• _EXERCISE DESCRIPTION_: Return nothing except the lines from the one that contains "the human hand." through the end of the material below, each exactly as given.

━━━

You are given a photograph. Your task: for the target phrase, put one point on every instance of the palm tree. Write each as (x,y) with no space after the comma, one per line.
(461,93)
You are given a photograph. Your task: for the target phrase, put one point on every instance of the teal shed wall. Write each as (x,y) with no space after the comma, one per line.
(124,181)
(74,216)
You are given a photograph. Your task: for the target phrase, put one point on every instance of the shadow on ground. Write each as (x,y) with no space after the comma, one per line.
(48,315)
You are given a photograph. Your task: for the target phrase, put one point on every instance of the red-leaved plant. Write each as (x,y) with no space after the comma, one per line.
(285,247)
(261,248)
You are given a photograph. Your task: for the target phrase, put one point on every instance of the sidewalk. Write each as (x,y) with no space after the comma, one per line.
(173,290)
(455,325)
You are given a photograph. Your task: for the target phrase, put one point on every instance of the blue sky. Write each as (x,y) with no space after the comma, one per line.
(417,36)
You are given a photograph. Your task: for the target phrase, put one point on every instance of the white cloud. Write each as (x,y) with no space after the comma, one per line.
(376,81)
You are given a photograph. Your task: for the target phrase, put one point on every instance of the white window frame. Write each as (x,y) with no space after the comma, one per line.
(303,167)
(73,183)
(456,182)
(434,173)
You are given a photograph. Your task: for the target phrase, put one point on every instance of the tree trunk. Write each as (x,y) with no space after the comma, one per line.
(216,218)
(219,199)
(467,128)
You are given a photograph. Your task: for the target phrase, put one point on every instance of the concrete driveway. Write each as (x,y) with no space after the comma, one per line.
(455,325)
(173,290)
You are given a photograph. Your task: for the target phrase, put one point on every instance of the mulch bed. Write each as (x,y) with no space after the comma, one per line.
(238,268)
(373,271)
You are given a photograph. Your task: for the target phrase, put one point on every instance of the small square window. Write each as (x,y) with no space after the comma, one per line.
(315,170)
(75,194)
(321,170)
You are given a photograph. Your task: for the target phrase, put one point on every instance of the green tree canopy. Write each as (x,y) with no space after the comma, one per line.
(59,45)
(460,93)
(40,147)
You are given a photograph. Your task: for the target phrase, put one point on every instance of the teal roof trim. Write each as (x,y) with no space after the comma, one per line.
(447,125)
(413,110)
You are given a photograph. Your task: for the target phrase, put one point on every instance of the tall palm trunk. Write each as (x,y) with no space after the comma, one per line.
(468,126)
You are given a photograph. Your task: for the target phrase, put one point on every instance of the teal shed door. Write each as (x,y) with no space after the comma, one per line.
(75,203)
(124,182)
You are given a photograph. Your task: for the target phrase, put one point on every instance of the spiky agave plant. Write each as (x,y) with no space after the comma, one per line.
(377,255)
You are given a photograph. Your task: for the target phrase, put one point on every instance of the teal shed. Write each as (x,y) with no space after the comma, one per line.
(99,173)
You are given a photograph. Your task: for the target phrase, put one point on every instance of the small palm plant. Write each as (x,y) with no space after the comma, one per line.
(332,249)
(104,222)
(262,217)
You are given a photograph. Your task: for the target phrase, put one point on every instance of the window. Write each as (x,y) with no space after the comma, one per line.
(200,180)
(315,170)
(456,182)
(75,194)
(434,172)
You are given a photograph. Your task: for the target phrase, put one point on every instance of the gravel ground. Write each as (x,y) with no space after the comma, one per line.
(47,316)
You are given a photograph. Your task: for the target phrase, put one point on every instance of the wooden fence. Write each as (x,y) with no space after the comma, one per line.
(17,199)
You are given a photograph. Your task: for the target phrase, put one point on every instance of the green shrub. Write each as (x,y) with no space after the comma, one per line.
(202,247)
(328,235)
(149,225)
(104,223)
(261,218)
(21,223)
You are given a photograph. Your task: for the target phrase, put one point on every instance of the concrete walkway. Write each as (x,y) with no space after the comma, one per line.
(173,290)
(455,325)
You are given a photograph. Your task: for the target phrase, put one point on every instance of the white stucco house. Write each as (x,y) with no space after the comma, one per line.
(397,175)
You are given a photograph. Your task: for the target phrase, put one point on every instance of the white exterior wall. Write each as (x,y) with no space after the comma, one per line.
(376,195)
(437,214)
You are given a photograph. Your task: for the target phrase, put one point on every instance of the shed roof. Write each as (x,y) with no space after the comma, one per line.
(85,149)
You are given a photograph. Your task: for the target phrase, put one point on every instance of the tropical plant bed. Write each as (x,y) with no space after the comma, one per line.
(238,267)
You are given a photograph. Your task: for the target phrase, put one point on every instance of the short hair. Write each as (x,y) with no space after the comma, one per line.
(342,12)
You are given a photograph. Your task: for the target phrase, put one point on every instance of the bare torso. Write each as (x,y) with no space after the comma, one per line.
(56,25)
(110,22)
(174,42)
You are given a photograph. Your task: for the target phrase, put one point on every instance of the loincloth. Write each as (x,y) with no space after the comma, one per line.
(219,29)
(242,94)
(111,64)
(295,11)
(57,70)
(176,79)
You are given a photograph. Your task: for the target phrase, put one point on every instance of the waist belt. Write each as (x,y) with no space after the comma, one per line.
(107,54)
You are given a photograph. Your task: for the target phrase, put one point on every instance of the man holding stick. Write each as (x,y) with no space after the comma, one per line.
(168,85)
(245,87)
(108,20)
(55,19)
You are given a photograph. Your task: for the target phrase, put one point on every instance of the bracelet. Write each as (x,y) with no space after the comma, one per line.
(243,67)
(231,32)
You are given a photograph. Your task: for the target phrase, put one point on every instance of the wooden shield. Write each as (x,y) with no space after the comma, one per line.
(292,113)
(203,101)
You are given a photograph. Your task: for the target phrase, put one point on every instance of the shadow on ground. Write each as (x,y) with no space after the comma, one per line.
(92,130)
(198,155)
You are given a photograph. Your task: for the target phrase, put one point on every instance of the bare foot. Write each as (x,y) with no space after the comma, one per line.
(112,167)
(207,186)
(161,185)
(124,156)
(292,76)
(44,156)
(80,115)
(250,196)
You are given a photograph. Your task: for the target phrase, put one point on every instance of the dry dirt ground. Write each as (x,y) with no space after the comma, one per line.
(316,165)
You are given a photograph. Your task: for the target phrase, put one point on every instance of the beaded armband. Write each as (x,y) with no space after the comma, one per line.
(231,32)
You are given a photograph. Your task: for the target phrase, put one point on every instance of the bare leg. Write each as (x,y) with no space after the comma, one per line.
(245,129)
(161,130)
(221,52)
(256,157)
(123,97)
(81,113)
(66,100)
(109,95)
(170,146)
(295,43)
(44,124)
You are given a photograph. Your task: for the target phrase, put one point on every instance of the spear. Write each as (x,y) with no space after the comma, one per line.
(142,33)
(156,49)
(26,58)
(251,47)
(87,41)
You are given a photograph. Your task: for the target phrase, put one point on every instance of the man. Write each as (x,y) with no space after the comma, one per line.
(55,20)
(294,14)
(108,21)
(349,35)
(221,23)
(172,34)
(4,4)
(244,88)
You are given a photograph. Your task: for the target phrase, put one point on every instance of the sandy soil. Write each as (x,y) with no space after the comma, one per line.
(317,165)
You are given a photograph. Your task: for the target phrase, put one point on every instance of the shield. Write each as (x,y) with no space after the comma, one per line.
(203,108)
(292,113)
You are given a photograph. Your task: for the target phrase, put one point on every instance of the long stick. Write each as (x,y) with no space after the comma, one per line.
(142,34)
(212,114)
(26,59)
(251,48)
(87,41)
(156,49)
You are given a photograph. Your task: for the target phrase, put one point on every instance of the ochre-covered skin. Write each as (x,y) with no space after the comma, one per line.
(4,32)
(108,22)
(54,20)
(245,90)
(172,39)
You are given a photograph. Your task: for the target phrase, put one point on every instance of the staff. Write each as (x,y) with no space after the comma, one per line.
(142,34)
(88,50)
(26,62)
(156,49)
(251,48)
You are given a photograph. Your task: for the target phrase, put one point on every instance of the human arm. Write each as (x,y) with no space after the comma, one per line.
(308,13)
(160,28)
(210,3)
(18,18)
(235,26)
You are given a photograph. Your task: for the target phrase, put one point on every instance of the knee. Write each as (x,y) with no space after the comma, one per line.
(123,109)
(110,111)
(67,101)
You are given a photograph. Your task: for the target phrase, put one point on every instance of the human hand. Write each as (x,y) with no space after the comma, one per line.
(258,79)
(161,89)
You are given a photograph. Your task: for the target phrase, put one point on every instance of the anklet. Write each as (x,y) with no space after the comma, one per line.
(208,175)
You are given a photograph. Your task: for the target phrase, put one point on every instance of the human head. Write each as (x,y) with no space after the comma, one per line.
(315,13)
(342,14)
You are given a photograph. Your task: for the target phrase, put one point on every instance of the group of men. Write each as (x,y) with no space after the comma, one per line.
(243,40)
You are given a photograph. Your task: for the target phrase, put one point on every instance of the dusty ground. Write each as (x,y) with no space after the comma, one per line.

━━━

• _SOLUTION BELOW_:
You are given a photograph. Your task: for the target phrase, put one point on every instance of the human hand. Write each as (x,y) with no space after the comma, one per line.
(258,79)
(161,89)
You are given a photograph. Your task: for the target phrase, put one point on every instance of the anklet. Write each as (x,y) with no space after the comma, one per line.
(208,175)
You are given a photograph. Your task: for the target phrase, put one point on every instance of the human head. Write each as (x,y) with no space after the comma, one per line.
(315,13)
(342,14)
You are given a photograph. Your task: for the target phrase, put one point on every instance of the group of men. Write each as (x,y) with no space after the comma, one per line.
(243,40)
You are given a photograph. Your task: for the target phrase, put one point on every instance of the dusty ground. Write each as (x,y) with no space after the comma, one per line.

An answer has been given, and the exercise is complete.